The request — Reproduce the material below word for word, from its first line through the line containing "[(34, 217), (45, 216)]", including both of those lines.

Supplied information —
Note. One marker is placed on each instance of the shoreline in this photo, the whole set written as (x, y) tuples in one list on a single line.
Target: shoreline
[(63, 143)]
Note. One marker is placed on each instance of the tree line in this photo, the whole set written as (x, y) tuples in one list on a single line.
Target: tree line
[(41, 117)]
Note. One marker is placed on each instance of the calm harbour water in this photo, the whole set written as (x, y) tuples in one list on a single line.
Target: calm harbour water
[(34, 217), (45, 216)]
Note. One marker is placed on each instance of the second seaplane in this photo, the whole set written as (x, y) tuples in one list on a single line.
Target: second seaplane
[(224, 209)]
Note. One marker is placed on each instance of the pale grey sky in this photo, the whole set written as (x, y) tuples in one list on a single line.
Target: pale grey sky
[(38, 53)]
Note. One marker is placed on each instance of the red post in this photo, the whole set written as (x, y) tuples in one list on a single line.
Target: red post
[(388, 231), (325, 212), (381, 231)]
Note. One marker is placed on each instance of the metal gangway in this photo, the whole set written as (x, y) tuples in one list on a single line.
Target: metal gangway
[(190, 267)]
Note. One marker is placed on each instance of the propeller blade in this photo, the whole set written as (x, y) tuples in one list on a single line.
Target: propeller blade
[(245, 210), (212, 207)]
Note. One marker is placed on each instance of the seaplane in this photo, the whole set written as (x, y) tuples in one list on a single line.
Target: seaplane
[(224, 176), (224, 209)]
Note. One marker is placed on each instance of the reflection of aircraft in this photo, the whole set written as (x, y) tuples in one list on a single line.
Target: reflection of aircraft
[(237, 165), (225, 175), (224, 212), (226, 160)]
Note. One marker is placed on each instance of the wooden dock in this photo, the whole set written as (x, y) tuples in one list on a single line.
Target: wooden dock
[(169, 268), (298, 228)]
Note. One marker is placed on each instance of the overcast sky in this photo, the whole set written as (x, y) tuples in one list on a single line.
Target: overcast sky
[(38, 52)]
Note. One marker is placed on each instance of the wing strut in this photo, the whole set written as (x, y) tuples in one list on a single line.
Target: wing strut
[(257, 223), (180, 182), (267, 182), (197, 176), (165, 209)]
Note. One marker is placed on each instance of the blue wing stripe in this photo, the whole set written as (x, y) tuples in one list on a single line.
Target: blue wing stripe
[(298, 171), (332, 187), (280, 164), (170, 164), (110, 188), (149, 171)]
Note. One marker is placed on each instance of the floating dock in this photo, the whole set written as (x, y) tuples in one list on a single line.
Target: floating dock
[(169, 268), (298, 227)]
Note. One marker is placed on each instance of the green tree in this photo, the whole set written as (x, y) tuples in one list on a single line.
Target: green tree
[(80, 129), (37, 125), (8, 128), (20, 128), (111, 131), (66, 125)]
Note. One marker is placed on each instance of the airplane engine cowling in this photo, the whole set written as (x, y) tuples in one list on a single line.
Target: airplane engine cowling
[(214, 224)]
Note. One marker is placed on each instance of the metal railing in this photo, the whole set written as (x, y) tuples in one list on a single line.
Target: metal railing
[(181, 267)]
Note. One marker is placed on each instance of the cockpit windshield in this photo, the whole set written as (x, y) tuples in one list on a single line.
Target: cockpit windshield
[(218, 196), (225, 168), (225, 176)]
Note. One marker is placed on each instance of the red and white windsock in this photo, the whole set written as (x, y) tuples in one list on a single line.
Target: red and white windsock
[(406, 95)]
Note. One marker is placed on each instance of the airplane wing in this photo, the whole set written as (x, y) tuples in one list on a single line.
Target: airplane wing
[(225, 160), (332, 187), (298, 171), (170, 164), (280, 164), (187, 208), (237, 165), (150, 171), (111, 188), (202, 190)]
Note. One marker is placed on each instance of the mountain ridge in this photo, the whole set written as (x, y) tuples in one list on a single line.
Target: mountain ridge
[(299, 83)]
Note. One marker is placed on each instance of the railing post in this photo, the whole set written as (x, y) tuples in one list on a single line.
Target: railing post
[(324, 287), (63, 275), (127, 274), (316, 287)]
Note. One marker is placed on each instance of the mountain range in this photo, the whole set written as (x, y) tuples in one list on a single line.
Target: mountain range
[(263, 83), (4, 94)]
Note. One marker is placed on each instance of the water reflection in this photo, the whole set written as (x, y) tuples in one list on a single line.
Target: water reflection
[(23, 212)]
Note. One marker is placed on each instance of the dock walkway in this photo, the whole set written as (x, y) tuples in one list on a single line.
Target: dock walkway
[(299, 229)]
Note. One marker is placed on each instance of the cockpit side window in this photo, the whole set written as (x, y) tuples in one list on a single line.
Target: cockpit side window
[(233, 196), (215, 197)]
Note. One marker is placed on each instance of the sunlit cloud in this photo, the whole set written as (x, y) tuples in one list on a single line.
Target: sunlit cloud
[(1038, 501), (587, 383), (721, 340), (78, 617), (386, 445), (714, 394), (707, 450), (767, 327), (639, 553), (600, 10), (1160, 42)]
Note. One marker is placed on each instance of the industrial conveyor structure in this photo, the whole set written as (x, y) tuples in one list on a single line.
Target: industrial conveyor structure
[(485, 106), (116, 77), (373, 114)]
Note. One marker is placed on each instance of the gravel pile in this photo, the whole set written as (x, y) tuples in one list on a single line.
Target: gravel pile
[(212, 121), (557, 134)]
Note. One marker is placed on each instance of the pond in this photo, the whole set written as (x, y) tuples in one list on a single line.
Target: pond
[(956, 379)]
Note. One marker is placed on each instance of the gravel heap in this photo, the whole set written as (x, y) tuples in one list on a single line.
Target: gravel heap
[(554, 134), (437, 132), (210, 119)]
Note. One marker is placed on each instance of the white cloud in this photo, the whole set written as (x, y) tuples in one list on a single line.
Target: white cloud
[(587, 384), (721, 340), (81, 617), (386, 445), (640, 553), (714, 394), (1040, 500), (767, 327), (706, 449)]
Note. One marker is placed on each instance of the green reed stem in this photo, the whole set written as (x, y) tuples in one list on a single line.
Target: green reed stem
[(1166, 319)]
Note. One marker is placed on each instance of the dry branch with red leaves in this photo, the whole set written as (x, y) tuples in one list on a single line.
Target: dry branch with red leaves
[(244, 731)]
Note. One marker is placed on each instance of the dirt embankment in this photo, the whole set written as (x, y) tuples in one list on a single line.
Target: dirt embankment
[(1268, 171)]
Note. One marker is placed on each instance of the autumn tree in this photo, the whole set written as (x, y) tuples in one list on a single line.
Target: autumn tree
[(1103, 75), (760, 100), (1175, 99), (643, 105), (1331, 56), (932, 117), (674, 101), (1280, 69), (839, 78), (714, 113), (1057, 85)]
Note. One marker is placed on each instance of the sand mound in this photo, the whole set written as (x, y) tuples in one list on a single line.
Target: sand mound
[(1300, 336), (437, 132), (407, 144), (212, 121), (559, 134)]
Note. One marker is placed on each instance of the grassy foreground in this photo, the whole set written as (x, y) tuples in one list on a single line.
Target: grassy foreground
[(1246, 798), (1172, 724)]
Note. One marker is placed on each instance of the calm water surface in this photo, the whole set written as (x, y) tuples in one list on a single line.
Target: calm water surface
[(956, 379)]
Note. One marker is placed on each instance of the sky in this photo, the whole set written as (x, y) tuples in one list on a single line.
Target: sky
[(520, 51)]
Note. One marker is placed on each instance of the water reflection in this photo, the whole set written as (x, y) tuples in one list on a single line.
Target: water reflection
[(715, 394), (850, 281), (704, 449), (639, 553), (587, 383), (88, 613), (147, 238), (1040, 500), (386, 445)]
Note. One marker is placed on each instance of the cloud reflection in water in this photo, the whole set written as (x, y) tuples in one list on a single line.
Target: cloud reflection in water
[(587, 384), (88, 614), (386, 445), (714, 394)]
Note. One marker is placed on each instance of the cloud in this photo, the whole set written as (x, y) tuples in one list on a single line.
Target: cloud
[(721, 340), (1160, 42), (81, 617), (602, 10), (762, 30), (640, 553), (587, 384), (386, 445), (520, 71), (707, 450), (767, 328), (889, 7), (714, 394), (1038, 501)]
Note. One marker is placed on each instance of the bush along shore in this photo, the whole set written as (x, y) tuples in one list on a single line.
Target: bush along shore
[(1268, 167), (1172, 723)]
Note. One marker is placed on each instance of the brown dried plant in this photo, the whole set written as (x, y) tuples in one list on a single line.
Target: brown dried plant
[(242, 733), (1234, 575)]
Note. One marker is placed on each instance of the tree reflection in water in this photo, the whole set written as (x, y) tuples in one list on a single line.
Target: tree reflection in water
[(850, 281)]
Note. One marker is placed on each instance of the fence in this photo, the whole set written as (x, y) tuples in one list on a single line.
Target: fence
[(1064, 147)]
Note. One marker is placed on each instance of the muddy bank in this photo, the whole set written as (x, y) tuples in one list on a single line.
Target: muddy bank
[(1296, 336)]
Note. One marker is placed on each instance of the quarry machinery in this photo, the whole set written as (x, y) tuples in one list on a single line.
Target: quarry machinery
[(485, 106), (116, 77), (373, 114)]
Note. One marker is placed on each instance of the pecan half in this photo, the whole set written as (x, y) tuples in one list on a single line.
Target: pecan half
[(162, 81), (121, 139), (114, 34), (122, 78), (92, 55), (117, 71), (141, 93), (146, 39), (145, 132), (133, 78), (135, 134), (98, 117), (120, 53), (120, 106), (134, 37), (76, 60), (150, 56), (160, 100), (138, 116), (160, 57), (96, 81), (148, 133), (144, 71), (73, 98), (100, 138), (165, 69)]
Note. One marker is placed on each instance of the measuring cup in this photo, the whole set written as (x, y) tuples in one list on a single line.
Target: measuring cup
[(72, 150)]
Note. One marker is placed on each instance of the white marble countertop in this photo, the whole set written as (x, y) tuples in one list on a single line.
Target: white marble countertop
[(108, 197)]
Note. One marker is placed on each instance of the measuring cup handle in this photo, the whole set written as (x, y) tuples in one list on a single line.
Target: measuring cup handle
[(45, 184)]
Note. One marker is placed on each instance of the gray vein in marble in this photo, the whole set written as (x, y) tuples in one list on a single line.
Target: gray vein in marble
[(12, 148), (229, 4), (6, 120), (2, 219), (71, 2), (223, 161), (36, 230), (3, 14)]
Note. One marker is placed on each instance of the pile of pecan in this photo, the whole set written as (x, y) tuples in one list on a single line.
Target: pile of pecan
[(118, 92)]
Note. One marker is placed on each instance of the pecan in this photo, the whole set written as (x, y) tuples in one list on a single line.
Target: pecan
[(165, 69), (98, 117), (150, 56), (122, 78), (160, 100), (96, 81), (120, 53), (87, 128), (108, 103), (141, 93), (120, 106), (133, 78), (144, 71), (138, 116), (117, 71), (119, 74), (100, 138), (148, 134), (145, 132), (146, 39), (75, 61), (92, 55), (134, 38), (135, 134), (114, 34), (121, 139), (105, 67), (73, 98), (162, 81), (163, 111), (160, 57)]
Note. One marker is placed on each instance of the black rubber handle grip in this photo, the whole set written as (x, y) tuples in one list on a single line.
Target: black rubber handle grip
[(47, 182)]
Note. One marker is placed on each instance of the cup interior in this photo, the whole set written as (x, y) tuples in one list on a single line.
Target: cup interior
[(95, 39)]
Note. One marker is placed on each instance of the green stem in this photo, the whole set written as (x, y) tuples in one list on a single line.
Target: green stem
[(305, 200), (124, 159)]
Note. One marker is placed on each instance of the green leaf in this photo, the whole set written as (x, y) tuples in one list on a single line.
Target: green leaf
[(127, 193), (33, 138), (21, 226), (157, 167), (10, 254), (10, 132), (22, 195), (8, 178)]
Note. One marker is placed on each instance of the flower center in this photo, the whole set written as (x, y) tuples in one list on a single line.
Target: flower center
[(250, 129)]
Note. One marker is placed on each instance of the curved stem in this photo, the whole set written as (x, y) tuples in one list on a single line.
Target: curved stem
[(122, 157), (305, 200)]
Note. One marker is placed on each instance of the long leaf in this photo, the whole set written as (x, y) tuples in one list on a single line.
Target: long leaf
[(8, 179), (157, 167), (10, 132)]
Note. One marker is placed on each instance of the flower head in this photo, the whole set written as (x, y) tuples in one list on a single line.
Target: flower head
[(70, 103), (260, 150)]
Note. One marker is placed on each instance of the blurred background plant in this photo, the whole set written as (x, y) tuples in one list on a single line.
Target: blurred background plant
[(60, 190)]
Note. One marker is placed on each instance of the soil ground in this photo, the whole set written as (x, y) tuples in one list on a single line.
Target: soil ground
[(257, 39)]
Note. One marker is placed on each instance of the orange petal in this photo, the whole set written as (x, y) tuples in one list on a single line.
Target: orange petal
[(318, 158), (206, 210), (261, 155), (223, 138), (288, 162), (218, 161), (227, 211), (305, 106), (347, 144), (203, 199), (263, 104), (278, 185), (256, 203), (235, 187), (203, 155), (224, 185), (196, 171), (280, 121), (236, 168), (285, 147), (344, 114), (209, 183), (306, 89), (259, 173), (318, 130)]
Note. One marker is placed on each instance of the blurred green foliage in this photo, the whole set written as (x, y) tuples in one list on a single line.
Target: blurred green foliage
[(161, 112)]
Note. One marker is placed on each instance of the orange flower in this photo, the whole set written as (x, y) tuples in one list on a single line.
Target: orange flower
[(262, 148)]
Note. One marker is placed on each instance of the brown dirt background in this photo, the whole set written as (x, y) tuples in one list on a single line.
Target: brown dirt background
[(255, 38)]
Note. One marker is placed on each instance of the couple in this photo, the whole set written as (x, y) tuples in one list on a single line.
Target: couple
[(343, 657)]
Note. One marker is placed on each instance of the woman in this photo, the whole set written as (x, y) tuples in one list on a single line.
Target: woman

Result for this exercise —
Note. One marker is placed on each instance of the shoreline in this photo, the whole set written as (x, y) tuples in one list on a single line.
Target: shoreline
[(63, 143)]
Note. One marker is placed on each instance of the tree line in this photo, the whole set written as (x, y) tuples in one list on a single line.
Target: tree line
[(41, 117)]
Note. One marker is placed on each instance of the calm harbour water in this photo, the whole set written as (x, y) tuples in one list on a single line.
Target: calm harbour water
[(34, 217), (45, 216)]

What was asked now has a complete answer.